**TASK TO CARRY OUT:** Reproduce word for word the lines below, from the line containing "Practice step: find the tree bark" through the line containing "(1033, 246)", both of those lines included. Omit the pictures from your answer.

**RAW RECORDS:**

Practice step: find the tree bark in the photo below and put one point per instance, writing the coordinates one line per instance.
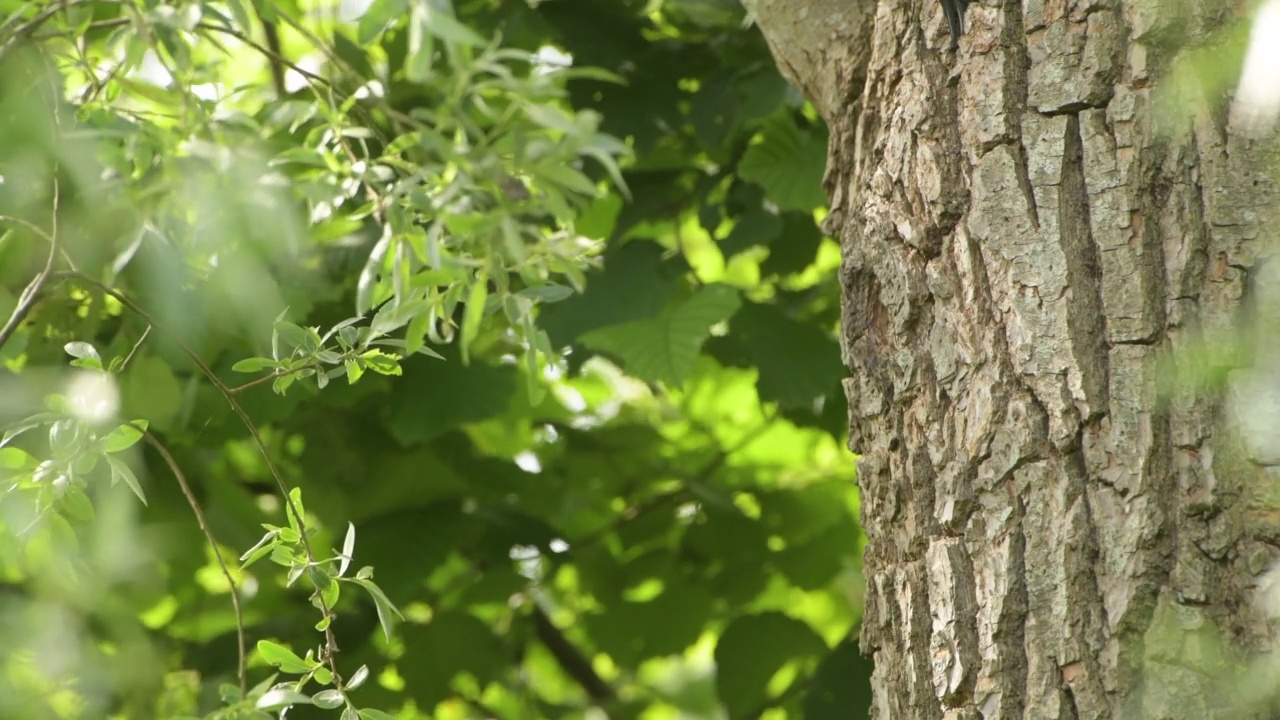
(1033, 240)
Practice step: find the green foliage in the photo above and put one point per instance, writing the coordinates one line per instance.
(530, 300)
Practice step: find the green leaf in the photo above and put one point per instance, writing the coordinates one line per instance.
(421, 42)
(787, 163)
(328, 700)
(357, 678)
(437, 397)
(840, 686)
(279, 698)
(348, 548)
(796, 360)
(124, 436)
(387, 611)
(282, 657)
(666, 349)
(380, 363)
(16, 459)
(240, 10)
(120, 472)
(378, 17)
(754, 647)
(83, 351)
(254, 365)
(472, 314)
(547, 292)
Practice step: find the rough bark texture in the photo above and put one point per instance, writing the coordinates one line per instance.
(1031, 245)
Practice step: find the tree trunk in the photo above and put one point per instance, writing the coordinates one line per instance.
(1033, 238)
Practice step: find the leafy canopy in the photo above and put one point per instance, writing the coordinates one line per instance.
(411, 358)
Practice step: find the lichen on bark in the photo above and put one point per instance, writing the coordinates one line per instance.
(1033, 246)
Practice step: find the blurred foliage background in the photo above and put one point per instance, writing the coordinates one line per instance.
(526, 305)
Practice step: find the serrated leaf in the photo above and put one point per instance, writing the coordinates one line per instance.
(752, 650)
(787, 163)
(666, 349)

---

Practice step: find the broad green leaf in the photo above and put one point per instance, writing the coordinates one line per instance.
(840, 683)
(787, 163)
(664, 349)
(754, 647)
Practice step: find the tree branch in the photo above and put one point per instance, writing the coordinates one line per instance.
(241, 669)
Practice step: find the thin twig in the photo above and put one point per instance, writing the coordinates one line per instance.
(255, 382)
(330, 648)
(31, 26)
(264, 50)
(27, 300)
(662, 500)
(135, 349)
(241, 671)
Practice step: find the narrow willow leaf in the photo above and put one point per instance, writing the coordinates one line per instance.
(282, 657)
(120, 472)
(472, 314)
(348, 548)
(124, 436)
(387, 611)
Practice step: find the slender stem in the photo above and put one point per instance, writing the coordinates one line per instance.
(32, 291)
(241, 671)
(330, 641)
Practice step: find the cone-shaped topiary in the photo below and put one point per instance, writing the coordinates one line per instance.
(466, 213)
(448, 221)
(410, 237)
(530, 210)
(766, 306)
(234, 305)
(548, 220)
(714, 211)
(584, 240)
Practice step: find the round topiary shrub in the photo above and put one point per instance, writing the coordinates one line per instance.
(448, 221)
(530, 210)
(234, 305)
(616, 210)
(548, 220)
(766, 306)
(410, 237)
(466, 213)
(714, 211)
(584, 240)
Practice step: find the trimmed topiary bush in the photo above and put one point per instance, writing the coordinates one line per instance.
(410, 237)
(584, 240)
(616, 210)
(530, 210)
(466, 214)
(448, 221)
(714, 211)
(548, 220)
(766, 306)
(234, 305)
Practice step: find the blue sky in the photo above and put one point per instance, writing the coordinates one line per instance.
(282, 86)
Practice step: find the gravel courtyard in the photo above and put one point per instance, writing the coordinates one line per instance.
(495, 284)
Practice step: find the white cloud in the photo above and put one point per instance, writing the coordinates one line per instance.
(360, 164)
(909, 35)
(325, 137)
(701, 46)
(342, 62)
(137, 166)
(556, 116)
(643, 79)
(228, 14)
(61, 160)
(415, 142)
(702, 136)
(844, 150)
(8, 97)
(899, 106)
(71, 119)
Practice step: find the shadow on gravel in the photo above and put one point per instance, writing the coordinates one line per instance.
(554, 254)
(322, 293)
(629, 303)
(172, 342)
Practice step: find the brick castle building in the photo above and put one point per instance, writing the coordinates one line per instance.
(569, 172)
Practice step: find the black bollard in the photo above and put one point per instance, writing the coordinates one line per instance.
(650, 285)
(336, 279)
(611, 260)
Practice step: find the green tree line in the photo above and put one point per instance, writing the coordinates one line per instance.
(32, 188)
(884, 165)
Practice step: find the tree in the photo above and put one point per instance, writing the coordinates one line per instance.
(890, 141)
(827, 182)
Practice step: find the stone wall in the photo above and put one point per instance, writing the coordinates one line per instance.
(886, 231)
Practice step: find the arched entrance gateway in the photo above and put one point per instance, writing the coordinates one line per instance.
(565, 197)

...

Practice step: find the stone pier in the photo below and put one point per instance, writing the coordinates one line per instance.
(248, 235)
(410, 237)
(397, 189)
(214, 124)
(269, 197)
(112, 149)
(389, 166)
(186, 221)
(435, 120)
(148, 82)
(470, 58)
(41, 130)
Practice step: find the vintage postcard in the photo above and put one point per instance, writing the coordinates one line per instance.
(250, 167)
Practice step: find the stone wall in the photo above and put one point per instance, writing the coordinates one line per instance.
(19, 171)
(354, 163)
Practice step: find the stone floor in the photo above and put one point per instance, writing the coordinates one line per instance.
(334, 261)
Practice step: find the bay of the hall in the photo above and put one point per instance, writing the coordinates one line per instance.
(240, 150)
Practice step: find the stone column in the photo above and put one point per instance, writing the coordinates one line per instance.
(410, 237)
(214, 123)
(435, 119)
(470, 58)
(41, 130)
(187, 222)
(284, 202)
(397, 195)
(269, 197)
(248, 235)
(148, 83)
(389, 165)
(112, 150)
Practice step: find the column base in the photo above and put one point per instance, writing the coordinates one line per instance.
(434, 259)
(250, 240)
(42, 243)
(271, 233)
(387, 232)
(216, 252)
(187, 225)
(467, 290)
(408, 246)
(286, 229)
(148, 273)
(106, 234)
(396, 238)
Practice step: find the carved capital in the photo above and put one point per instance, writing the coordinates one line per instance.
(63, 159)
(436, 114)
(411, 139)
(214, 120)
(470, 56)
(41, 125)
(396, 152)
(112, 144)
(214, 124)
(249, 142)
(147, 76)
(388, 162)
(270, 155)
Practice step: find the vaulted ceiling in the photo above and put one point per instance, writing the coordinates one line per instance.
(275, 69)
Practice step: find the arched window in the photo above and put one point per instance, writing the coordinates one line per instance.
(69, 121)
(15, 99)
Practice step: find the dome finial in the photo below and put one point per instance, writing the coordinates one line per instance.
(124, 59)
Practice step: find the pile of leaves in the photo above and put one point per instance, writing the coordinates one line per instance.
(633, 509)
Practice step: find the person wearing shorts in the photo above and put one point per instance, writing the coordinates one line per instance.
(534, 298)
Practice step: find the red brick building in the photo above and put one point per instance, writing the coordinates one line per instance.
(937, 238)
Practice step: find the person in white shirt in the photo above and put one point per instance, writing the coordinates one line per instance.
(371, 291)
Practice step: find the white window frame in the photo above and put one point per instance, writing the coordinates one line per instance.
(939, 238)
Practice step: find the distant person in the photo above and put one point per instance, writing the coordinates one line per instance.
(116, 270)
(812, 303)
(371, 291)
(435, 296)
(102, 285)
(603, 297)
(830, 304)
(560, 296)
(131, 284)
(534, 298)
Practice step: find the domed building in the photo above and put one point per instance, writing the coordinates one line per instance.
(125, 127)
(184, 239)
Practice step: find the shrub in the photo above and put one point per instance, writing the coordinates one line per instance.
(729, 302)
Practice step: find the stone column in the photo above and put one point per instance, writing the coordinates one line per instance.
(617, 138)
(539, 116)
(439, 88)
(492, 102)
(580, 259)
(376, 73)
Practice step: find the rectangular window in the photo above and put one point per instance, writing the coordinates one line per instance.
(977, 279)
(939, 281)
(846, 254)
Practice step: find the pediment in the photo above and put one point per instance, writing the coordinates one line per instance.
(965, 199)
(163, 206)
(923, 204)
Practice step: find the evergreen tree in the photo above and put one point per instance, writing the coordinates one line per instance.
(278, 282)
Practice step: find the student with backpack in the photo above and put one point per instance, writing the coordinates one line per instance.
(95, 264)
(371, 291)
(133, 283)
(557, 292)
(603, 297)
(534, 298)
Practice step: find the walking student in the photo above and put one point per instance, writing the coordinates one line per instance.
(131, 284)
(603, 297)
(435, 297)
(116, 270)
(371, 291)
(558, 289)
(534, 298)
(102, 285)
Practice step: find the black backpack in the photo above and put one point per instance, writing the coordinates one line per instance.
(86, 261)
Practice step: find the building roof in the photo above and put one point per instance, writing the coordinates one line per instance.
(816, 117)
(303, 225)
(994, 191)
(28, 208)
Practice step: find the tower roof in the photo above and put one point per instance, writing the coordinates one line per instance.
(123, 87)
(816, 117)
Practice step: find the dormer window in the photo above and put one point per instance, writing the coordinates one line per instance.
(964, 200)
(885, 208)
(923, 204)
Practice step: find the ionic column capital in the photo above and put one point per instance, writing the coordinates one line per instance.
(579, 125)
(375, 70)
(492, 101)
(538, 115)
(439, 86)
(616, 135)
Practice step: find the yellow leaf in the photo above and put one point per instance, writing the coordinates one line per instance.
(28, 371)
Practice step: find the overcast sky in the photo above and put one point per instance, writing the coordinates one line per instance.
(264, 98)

**THE SOLUTION:**
Practice step: find the tree bark in the photo below and put one point per instance, writing the coordinates one line per instance.
(1033, 240)
Practice step: find the green foliage in the photo above and put one point per instance, writing the coordinates one line per instance.
(530, 300)
Practice step: find the green leaf in the photo above and put one point per instance, writing the coordinates one line per instance.
(421, 42)
(787, 163)
(328, 700)
(357, 678)
(437, 397)
(840, 686)
(279, 698)
(348, 548)
(796, 360)
(124, 436)
(387, 611)
(282, 657)
(666, 349)
(380, 363)
(16, 459)
(240, 10)
(120, 472)
(378, 17)
(754, 647)
(83, 351)
(254, 365)
(472, 314)
(547, 292)
Practice step: find the rough bark texture in the photo above and put one point per instance, writing the coordinates one line per instance.
(1031, 245)
Practice step: find the tree trunk in the photo above and put one point per instance, writing the coordinates one line per instance.
(1033, 238)
Practice step: find the leafy canopy in the photo above and put one point per instance, writing the coordinates one line per instance.
(411, 358)
Practice step: find the lichen on bark in the photo above and put one point per instance, writing the coordinates one line per instance.
(1033, 246)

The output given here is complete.